• [課題の目的]: 以下の行をすべて、一字も変えずに書き写してください。画像は答えに含めないでください。

• [入力データ]:
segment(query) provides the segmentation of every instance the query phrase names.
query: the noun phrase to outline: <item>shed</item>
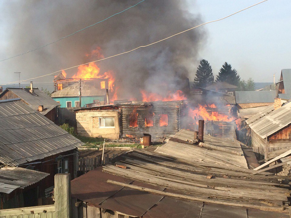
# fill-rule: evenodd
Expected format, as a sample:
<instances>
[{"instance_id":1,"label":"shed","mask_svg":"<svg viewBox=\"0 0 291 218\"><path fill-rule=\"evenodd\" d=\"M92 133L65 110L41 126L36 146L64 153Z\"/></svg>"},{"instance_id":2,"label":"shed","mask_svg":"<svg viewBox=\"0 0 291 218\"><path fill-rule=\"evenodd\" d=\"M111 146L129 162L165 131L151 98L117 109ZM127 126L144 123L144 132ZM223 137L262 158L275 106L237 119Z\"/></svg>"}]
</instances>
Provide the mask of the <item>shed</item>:
<instances>
[{"instance_id":1,"label":"shed","mask_svg":"<svg viewBox=\"0 0 291 218\"><path fill-rule=\"evenodd\" d=\"M37 88L30 91L29 88L7 88L0 94L0 100L20 98L33 110L55 122L57 107L61 105Z\"/></svg>"},{"instance_id":2,"label":"shed","mask_svg":"<svg viewBox=\"0 0 291 218\"><path fill-rule=\"evenodd\" d=\"M291 148L291 102L276 110L271 106L246 122L251 130L254 151L265 158L269 152Z\"/></svg>"},{"instance_id":3,"label":"shed","mask_svg":"<svg viewBox=\"0 0 291 218\"><path fill-rule=\"evenodd\" d=\"M79 211L88 218L289 217L281 177L253 175L238 141L205 135L199 146L190 142L193 134L182 130L155 151L132 150L73 180Z\"/></svg>"},{"instance_id":4,"label":"shed","mask_svg":"<svg viewBox=\"0 0 291 218\"><path fill-rule=\"evenodd\" d=\"M60 104L61 107L80 107L80 83L73 84L52 94L52 97ZM81 82L81 106L95 102L104 102L106 99L106 91Z\"/></svg>"},{"instance_id":5,"label":"shed","mask_svg":"<svg viewBox=\"0 0 291 218\"><path fill-rule=\"evenodd\" d=\"M22 101L0 101L0 164L49 174L25 192L6 198L9 208L35 206L27 204L37 204L38 198L45 197L56 173L76 176L77 148L84 144ZM18 200L25 197L32 200Z\"/></svg>"},{"instance_id":6,"label":"shed","mask_svg":"<svg viewBox=\"0 0 291 218\"><path fill-rule=\"evenodd\" d=\"M239 109L270 105L277 97L277 92L270 91L237 91L236 102Z\"/></svg>"}]
</instances>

• [解答例]:
segment(query) provides the segmentation of every instance the query phrase names.
query: the noun phrase to outline: <item>shed</item>
# fill-rule: evenodd
Expected format, as a sample:
<instances>
[{"instance_id":1,"label":"shed","mask_svg":"<svg viewBox=\"0 0 291 218\"><path fill-rule=\"evenodd\" d=\"M92 133L65 110L41 126L36 146L64 153Z\"/></svg>"},{"instance_id":2,"label":"shed","mask_svg":"<svg viewBox=\"0 0 291 218\"><path fill-rule=\"evenodd\" d=\"M111 146L129 162L165 131L151 98L117 109ZM127 126L144 123L144 132ZM223 137L262 158L275 106L237 119Z\"/></svg>"}]
</instances>
Provide the mask of the <item>shed</item>:
<instances>
[{"instance_id":1,"label":"shed","mask_svg":"<svg viewBox=\"0 0 291 218\"><path fill-rule=\"evenodd\" d=\"M37 88L30 91L29 88L7 88L0 94L0 100L20 98L33 110L55 122L57 107L61 105Z\"/></svg>"},{"instance_id":2,"label":"shed","mask_svg":"<svg viewBox=\"0 0 291 218\"><path fill-rule=\"evenodd\" d=\"M291 148L291 102L276 110L271 106L246 122L251 130L254 151L265 158L269 152Z\"/></svg>"},{"instance_id":3,"label":"shed","mask_svg":"<svg viewBox=\"0 0 291 218\"><path fill-rule=\"evenodd\" d=\"M79 211L88 218L289 217L281 177L253 175L238 141L205 135L199 146L190 142L193 134L182 130L155 151L132 150L73 180Z\"/></svg>"},{"instance_id":4,"label":"shed","mask_svg":"<svg viewBox=\"0 0 291 218\"><path fill-rule=\"evenodd\" d=\"M60 104L61 107L80 107L80 83L73 84L52 94L52 97ZM81 82L81 106L95 102L104 102L106 99L106 91Z\"/></svg>"},{"instance_id":5,"label":"shed","mask_svg":"<svg viewBox=\"0 0 291 218\"><path fill-rule=\"evenodd\" d=\"M22 101L0 101L0 164L49 174L25 192L6 198L9 208L35 206L27 204L37 204L38 198L45 197L56 173L76 176L77 148L84 144ZM18 200L25 197L32 200Z\"/></svg>"},{"instance_id":6,"label":"shed","mask_svg":"<svg viewBox=\"0 0 291 218\"><path fill-rule=\"evenodd\" d=\"M239 109L270 105L277 97L277 92L270 91L237 91L236 102Z\"/></svg>"}]
</instances>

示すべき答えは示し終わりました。